### Task brief:
Restate each of the lines given below, word for word.

(Detection annotation records)
.....

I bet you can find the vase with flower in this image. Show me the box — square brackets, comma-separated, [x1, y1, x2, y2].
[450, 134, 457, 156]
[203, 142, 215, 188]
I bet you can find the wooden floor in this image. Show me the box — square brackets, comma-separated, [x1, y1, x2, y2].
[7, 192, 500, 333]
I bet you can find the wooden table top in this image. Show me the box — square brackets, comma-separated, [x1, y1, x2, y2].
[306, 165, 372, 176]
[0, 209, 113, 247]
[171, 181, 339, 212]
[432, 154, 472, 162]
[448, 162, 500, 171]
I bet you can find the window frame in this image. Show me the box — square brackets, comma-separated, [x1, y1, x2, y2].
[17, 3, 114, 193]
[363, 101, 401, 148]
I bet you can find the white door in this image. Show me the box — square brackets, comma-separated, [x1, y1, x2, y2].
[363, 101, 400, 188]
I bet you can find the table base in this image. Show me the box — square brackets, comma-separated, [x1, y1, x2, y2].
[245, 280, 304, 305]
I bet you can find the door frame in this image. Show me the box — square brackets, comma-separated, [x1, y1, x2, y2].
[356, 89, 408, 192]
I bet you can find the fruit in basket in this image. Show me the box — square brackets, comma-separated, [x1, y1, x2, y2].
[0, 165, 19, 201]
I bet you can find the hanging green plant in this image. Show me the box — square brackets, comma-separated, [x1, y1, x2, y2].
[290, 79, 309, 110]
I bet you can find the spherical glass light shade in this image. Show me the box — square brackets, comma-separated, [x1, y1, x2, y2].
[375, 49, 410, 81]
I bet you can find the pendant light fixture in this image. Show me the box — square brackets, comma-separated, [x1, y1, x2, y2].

.....

### Reply:
I bet you can find the vase with flower in this image. Show me the box — square brackets, comma-separated, [x1, y1, x2, y2].
[450, 134, 457, 156]
[203, 142, 215, 188]
I bet you can find the wooden floor in this image. Show me the box — square brackets, comma-separated, [x1, y1, x2, y2].
[7, 192, 500, 333]
I bet you can find the wooden table top in this image. Show me the box — square brackets, comma-separated, [x1, y1, x2, y2].
[306, 165, 372, 176]
[0, 209, 113, 247]
[171, 181, 339, 212]
[432, 154, 472, 162]
[448, 162, 500, 171]
I bet you can find the window frame in this image. Show me the box — square brackets, comma-separated, [x1, y1, x2, y2].
[17, 3, 114, 193]
[363, 101, 401, 148]
I bet you can find the white door in this image. Show me the box — square brackets, comma-separated, [x1, y1, x2, y2].
[363, 101, 400, 188]
I bet you can find the table base in this image. Show me the box — square brackets, comma-separated, [x1, y1, x2, y2].
[245, 280, 304, 305]
I bet you can find the door frame in this image. Show me the box — square brackets, comma-separated, [x1, y1, x2, y2].
[356, 89, 408, 192]
I bet you can find the fruit in basket in this image. Show me the box — square brackets, comma-separated, [x1, y1, x2, y2].
[0, 165, 19, 201]
I bet you can find the hanging green plant in this image. Show me the box — square brackets, comma-separated, [x1, y1, x2, y2].
[290, 79, 309, 110]
I bet you can find the spherical glass light shade in this image. Show me the box — square brackets, comma-separated, [x1, y1, x2, y2].
[375, 49, 410, 81]
I bet you can find the pendant light fixture in this image. Show me the box — square brackets, comma-separated, [x1, y1, x2, y2].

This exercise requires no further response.